**WHAT IS NEEDED**
Please put the material from the line containing "The locator SHOULD return, for each instance of the truck wheel" through the line containing "x=297 y=206" into a two-column CSV with the headers input and output. Give one row for each item there, with each field quoted and any line breaks replaced by spaces.

**DATA FOR THE TASK**
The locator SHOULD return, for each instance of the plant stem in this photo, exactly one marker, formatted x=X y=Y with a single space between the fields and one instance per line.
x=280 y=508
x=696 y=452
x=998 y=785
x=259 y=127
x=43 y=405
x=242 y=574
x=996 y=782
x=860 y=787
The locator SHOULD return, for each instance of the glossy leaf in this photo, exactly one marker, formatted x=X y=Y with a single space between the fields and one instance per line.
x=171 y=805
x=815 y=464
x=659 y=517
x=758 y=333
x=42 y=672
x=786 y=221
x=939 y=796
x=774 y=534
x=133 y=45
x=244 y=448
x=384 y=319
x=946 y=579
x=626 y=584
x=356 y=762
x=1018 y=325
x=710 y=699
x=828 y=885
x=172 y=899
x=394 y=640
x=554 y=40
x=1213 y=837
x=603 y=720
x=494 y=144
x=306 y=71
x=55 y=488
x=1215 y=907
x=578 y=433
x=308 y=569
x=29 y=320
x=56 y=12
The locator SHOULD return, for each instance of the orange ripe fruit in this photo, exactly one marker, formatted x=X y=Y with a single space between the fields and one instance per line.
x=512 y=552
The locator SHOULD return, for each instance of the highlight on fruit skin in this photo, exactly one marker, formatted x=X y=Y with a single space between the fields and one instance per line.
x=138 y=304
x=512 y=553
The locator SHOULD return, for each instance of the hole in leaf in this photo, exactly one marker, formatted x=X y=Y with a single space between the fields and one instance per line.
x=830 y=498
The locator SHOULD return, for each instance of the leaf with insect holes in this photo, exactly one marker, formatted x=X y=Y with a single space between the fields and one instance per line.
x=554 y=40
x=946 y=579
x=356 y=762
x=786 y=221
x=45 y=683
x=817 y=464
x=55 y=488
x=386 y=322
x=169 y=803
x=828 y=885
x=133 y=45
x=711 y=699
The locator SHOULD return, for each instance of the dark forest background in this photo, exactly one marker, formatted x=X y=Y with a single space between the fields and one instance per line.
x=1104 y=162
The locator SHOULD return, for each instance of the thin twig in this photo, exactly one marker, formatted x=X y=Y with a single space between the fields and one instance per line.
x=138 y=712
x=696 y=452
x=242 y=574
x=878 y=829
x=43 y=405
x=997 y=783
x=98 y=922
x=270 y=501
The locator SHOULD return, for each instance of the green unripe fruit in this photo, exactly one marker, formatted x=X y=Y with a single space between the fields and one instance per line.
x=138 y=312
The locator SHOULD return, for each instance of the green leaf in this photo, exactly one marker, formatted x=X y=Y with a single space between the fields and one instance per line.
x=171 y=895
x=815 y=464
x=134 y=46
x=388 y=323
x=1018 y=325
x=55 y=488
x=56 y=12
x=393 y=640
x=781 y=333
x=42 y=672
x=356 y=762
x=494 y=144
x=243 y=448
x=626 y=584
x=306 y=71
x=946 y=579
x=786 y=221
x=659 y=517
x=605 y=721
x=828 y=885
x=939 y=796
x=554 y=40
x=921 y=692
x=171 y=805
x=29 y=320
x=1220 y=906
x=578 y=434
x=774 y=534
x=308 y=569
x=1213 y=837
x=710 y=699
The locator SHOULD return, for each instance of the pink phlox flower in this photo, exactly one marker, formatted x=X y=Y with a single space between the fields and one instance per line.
* * *
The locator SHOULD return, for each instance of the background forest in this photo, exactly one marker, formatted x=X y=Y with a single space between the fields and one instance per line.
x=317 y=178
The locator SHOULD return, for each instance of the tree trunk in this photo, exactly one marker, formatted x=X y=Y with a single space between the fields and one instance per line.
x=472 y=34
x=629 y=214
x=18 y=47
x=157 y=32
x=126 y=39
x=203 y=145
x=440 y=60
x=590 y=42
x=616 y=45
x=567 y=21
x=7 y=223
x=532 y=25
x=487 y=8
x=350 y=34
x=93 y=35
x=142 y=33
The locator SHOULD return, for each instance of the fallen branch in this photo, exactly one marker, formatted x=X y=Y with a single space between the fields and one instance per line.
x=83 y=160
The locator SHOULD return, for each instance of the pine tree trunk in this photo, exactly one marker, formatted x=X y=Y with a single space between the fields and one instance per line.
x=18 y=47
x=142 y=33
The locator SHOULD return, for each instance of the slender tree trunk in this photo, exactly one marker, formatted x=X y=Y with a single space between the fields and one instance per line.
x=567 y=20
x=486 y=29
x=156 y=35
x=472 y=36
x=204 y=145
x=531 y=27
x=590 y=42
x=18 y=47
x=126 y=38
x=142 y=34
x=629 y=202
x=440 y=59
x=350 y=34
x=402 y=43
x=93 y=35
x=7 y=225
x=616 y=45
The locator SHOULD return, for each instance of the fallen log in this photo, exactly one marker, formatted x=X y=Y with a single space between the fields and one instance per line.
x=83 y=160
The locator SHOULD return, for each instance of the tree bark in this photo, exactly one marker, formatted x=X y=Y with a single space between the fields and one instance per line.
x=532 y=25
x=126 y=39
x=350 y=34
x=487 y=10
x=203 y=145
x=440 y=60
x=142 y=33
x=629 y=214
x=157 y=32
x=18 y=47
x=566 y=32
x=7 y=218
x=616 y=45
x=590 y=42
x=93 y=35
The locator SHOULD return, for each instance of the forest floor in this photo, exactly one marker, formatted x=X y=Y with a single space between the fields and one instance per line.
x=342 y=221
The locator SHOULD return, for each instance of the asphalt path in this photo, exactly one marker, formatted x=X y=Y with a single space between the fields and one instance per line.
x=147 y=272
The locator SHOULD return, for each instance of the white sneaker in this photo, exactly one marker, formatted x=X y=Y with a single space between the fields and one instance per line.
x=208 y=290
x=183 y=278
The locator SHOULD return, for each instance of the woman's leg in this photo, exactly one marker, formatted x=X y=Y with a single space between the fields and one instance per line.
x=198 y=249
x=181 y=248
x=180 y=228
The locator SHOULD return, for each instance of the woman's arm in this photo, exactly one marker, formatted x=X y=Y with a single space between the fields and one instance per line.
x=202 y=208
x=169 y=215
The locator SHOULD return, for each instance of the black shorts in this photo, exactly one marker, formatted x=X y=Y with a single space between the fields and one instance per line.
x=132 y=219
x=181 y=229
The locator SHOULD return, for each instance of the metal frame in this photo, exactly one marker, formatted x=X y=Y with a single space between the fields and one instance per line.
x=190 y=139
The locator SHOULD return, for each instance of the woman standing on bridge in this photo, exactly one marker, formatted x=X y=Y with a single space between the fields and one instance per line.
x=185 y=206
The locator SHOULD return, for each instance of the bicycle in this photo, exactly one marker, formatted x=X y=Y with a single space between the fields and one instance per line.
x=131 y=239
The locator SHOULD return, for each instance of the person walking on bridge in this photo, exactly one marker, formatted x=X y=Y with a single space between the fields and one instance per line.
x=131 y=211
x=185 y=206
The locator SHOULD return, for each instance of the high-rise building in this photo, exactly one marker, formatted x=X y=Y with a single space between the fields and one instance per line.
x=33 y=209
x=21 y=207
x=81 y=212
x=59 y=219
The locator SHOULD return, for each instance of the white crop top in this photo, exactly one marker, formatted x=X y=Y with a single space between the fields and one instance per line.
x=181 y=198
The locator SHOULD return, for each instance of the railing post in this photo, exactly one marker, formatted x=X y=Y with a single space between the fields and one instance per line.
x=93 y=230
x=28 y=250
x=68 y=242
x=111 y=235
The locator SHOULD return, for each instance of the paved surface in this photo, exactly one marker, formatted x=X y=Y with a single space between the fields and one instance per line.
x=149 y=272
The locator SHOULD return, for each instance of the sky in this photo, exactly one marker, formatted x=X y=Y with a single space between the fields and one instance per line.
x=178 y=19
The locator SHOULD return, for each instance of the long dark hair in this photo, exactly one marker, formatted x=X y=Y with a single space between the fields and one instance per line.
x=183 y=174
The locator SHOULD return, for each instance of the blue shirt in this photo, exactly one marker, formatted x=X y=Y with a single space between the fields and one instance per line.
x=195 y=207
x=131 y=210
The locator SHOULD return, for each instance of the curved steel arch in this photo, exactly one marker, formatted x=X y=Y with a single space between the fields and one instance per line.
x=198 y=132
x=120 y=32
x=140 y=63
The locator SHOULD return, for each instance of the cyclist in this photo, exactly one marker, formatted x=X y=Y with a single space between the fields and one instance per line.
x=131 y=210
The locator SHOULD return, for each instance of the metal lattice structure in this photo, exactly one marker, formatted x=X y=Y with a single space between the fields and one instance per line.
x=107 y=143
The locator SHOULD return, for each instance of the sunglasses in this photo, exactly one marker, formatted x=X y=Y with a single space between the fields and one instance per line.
---
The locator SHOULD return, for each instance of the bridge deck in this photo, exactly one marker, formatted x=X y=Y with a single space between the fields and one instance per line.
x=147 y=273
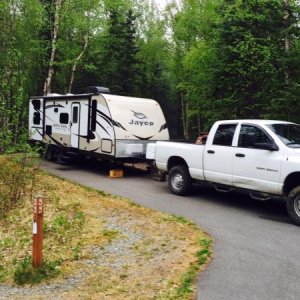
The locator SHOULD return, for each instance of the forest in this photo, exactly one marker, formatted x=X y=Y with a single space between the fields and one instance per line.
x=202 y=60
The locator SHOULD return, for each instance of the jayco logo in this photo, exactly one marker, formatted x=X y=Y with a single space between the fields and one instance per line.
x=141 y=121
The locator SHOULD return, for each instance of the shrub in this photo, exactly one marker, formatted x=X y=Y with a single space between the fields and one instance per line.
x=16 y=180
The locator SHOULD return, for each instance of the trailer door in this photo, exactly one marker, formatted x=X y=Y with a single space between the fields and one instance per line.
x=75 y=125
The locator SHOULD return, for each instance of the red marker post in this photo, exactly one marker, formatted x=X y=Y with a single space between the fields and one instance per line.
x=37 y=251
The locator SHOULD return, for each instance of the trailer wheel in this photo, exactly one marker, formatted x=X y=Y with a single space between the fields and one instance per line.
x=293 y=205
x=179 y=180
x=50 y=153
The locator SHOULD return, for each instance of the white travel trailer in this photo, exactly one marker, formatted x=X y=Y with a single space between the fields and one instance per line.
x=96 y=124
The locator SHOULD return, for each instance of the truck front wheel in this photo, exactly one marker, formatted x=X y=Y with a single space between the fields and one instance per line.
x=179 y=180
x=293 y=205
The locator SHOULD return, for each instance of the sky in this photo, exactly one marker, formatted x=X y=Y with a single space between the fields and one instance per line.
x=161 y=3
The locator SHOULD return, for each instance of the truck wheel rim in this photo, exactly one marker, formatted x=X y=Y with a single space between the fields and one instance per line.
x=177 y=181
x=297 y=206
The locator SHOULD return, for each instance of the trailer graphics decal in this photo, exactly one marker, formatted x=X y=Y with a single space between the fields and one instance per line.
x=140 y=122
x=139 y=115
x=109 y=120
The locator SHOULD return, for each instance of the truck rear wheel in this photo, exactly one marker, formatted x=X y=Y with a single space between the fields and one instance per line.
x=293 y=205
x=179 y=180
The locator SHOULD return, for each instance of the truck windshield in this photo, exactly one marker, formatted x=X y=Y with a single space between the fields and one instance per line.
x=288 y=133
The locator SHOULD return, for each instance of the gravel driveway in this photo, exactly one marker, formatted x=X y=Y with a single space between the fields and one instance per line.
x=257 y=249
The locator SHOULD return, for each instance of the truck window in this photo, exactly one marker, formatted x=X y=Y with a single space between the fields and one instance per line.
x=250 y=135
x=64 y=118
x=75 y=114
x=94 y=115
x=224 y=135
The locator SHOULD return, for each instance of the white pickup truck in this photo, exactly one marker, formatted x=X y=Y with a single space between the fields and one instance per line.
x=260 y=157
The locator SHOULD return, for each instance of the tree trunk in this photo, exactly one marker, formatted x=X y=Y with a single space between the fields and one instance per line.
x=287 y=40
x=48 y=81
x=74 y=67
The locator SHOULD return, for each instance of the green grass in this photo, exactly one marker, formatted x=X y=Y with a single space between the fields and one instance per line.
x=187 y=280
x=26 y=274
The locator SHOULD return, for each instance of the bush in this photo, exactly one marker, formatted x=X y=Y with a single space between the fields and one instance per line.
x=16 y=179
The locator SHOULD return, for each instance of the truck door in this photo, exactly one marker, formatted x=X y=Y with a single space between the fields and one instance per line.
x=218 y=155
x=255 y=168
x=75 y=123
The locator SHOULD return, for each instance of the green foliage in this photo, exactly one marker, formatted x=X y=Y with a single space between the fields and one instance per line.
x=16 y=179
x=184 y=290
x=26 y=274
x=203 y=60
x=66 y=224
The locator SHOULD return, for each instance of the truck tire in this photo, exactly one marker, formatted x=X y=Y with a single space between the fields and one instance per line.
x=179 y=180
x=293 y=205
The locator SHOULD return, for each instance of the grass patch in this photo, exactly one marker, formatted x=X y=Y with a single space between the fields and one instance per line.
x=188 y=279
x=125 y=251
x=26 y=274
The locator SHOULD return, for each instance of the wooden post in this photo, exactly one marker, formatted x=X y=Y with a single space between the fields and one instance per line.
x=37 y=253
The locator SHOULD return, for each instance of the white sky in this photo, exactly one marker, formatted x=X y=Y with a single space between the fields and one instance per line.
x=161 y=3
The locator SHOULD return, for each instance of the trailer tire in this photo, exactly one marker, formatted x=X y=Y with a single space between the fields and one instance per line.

**FULL SOLUTION**
input,output
"The locator SHOULD return, for each instance of the truck wheel rim in this photo, exactly one marker, formatted x=X y=Y with a single space between the fields and one instance per line.","x=177 y=181 x=297 y=206"